Record extracts START

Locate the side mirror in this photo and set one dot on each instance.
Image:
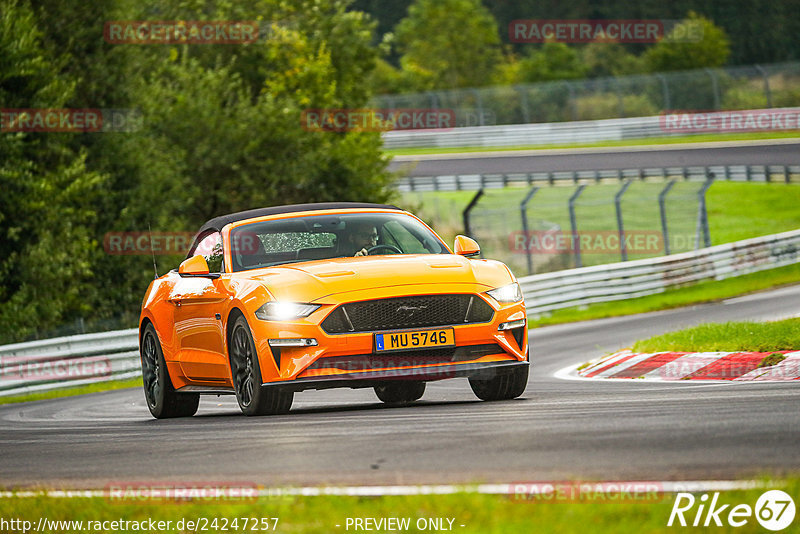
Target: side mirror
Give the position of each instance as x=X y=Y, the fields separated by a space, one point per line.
x=466 y=246
x=195 y=266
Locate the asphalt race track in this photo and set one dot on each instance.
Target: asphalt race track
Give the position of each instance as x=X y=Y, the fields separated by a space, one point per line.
x=767 y=152
x=560 y=429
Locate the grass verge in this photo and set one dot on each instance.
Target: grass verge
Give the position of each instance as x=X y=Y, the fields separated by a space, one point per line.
x=485 y=514
x=673 y=298
x=666 y=140
x=69 y=392
x=727 y=337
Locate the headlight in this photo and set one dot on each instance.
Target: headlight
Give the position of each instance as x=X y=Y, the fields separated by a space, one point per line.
x=505 y=294
x=284 y=311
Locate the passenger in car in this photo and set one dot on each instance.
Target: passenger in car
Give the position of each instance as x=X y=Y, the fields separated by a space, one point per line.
x=360 y=237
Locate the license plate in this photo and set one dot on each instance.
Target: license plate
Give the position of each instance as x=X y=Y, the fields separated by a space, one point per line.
x=420 y=339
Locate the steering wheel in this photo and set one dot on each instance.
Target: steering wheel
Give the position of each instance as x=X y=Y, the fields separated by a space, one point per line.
x=387 y=247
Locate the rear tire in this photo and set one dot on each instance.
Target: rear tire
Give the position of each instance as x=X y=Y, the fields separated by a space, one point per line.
x=400 y=392
x=162 y=399
x=505 y=386
x=253 y=398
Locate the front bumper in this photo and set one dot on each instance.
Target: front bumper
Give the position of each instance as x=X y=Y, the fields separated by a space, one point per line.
x=368 y=379
x=351 y=356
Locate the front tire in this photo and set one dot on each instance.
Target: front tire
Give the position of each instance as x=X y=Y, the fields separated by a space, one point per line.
x=253 y=398
x=504 y=386
x=401 y=392
x=162 y=399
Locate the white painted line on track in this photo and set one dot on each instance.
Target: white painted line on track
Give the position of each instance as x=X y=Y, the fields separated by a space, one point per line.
x=611 y=487
x=593 y=150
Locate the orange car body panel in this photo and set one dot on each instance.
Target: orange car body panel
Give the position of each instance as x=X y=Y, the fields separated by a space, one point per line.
x=191 y=314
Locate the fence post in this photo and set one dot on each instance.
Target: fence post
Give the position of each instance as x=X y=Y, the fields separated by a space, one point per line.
x=572 y=104
x=767 y=91
x=465 y=213
x=576 y=246
x=714 y=87
x=523 y=209
x=523 y=100
x=662 y=208
x=702 y=214
x=620 y=228
x=479 y=103
x=665 y=90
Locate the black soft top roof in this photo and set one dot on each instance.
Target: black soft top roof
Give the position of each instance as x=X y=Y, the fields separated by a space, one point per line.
x=217 y=223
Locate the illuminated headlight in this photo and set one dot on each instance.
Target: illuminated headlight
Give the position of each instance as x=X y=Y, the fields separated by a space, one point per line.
x=511 y=324
x=285 y=311
x=294 y=342
x=505 y=294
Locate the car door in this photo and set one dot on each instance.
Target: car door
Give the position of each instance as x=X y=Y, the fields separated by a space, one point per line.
x=198 y=307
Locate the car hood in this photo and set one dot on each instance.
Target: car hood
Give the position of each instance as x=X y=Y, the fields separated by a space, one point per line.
x=315 y=280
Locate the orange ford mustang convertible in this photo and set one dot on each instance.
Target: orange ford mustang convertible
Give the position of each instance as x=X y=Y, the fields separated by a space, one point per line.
x=277 y=300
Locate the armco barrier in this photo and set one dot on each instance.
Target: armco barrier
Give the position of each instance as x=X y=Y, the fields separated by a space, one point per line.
x=549 y=133
x=617 y=281
x=68 y=361
x=44 y=365
x=472 y=182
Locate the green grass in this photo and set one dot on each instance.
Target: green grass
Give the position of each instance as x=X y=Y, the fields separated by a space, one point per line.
x=708 y=291
x=727 y=337
x=69 y=392
x=736 y=211
x=739 y=211
x=702 y=138
x=485 y=514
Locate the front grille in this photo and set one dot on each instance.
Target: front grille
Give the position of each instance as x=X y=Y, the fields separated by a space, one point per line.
x=409 y=358
x=407 y=312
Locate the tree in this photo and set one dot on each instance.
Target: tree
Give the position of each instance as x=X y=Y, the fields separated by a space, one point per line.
x=609 y=59
x=695 y=43
x=553 y=61
x=447 y=44
x=46 y=205
x=221 y=132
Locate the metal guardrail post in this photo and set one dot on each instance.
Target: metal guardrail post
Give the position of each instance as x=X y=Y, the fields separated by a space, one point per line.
x=662 y=208
x=465 y=213
x=620 y=228
x=576 y=246
x=523 y=102
x=665 y=90
x=714 y=87
x=767 y=91
x=523 y=209
x=702 y=214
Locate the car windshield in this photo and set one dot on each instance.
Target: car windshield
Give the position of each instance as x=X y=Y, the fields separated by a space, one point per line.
x=319 y=237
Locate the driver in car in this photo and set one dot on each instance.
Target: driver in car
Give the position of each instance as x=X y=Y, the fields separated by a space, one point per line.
x=361 y=238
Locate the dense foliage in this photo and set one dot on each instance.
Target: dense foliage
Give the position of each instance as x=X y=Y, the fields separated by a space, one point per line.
x=220 y=126
x=221 y=131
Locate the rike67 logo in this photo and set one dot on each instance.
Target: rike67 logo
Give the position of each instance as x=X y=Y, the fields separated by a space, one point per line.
x=774 y=510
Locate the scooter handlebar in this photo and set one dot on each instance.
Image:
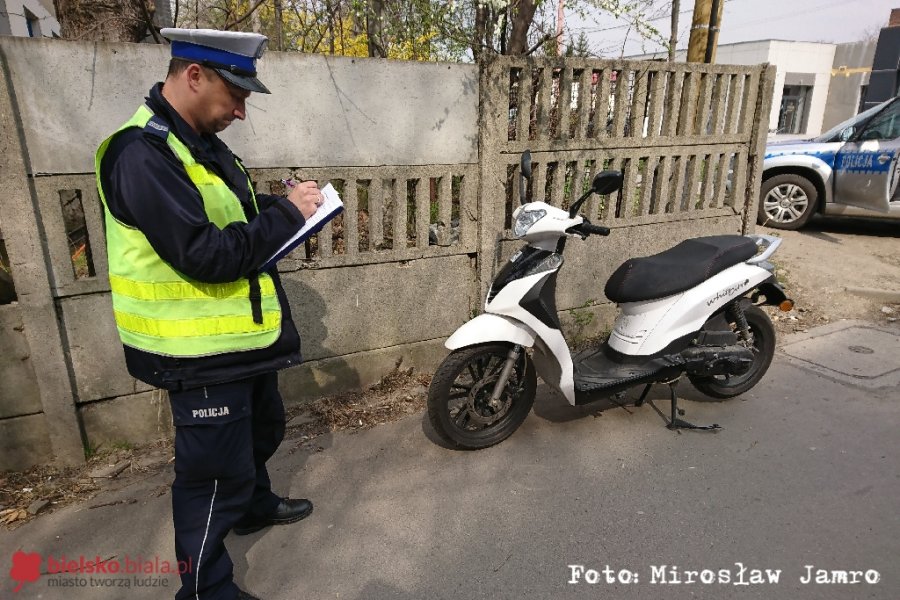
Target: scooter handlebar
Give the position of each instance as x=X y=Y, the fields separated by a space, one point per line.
x=585 y=229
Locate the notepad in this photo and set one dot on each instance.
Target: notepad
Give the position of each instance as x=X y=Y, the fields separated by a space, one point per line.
x=330 y=208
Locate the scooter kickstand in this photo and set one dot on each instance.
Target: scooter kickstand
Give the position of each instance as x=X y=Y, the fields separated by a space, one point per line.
x=675 y=422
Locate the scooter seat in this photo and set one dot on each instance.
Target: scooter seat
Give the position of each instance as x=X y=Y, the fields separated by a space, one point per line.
x=677 y=269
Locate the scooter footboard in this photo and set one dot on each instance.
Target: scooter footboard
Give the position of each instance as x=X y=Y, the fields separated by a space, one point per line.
x=490 y=328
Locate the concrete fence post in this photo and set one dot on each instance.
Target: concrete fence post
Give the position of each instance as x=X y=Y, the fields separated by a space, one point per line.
x=31 y=272
x=758 y=134
x=493 y=112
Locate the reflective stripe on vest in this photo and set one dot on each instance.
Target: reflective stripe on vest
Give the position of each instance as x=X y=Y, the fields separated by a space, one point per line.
x=161 y=310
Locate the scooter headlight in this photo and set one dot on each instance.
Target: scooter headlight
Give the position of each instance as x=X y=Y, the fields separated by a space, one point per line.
x=526 y=219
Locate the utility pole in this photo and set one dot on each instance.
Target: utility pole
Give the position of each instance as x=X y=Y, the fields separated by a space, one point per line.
x=673 y=38
x=279 y=22
x=712 y=37
x=699 y=30
x=705 y=31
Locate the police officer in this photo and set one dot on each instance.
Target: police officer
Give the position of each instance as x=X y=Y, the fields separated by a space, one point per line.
x=187 y=236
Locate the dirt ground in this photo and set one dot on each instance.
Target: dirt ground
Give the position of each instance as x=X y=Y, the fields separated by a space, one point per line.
x=839 y=268
x=817 y=266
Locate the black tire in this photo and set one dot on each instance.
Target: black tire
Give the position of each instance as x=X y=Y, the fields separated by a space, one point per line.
x=722 y=387
x=786 y=202
x=461 y=389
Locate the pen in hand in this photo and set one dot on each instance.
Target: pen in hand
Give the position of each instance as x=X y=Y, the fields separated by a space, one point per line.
x=305 y=195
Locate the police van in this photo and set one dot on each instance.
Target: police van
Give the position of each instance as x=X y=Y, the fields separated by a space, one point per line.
x=851 y=170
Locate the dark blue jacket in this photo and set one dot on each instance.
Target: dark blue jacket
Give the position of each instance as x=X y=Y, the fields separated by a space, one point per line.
x=147 y=187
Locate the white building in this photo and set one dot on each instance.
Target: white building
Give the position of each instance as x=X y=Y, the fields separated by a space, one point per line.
x=804 y=75
x=28 y=18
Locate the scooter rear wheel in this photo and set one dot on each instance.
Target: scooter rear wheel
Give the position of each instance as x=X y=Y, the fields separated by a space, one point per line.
x=459 y=406
x=722 y=387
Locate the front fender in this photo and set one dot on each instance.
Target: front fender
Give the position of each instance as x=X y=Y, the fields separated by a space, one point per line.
x=488 y=327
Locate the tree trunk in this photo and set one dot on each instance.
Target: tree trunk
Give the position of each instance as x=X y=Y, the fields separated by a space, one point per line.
x=518 y=37
x=374 y=28
x=104 y=20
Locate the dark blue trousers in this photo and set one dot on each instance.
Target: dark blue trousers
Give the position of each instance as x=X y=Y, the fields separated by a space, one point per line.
x=224 y=434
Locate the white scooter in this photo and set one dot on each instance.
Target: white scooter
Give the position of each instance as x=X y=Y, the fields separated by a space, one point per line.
x=692 y=309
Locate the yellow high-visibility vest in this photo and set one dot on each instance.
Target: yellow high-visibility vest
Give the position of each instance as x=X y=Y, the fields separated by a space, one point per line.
x=159 y=310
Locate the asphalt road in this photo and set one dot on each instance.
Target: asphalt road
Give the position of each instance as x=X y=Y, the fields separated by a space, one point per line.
x=804 y=476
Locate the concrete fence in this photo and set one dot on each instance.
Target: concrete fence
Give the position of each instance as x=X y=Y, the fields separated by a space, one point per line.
x=425 y=157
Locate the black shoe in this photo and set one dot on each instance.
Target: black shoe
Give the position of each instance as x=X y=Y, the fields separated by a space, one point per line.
x=289 y=510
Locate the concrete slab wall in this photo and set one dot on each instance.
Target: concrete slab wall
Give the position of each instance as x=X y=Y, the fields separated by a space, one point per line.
x=18 y=385
x=323 y=111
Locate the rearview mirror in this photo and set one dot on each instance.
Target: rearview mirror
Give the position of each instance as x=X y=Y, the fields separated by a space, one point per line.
x=606 y=182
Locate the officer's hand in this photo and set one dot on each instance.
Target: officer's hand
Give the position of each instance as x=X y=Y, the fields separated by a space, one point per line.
x=306 y=197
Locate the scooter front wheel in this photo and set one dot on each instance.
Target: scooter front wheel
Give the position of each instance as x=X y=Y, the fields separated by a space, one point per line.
x=460 y=404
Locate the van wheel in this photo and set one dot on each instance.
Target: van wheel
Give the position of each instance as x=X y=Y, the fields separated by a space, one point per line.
x=786 y=202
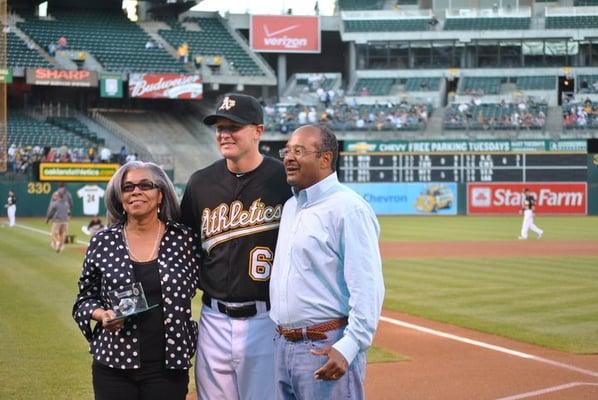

Record extracts END

The entries above hold the needed span. Transcribe exactly the lines from the one with "Locate the front fender" to the one with "Target: tree trunk", both included.

Output:
Locate the front fender in this photo and set one dot on each instance.
Target: front fender
Give the position of each instance as x=X y=Y, the fields separated by a space, one point per line.
x=488 y=327
Locate the tree trunk in this photo and set one dot on each instance.
Target: tree trunk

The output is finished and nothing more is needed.